**Short task:**
Copy the data below word for word, leaving out the pictures.

======

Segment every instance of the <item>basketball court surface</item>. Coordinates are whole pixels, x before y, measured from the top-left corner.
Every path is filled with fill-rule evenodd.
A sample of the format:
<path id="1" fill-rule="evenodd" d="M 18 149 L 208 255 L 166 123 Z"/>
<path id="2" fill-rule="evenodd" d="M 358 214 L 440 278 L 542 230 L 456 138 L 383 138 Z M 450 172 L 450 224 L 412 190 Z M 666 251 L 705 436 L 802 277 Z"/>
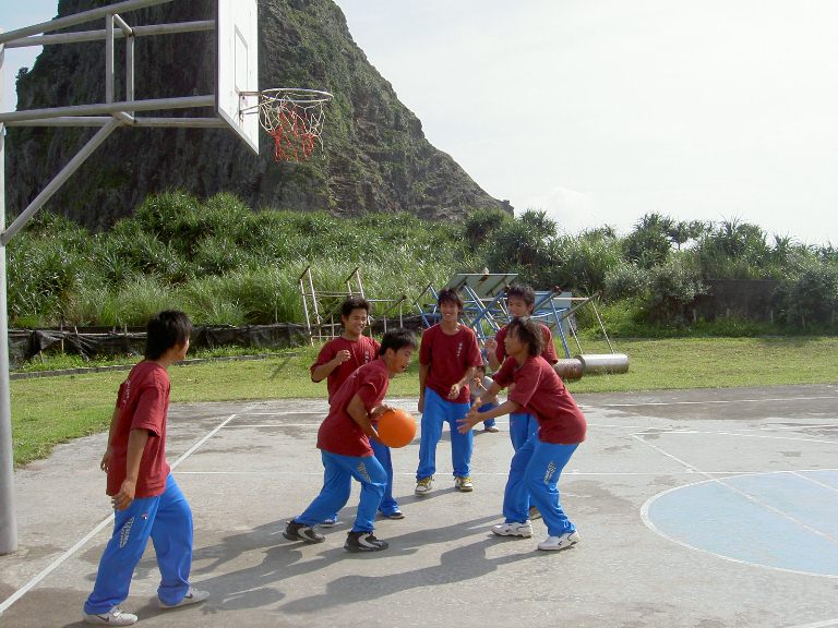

======

**Answer to this problem:**
Segment every instance of the <item>basketball court surface</item>. Coordinates are whole pixels, x before y, measured from the top-left corner.
Every path is filled with fill-rule evenodd.
A sample of the format:
<path id="1" fill-rule="evenodd" d="M 18 149 L 208 255 L 166 123 Z"/>
<path id="2" fill-rule="evenodd" d="M 358 214 L 440 278 L 542 230 L 456 138 L 383 138 Z M 450 172 L 450 224 L 412 190 Z M 666 251 L 705 436 L 802 277 Z"/>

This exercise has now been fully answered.